● Description of the task:
From the listing below, pull out each line that contains the word "stone".

● Provided material:
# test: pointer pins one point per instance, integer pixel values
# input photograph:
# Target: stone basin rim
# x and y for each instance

--

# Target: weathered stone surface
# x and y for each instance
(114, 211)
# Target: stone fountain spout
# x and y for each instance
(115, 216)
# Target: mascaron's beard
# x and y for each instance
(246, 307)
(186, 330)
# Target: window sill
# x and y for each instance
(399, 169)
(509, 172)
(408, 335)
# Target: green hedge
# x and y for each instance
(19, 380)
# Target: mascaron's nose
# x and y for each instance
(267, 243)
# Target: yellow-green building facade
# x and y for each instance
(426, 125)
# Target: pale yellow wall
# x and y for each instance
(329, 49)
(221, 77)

...

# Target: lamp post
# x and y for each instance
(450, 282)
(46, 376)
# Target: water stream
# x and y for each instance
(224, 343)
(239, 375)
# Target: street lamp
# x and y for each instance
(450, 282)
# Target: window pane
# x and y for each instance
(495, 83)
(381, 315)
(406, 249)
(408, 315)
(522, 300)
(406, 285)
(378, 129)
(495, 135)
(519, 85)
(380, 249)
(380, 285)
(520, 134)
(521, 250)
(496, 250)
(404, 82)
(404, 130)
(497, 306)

● Right answer:
# Target: stone basin rim
# Target: weathered stone surface
# Target: stone fountain spout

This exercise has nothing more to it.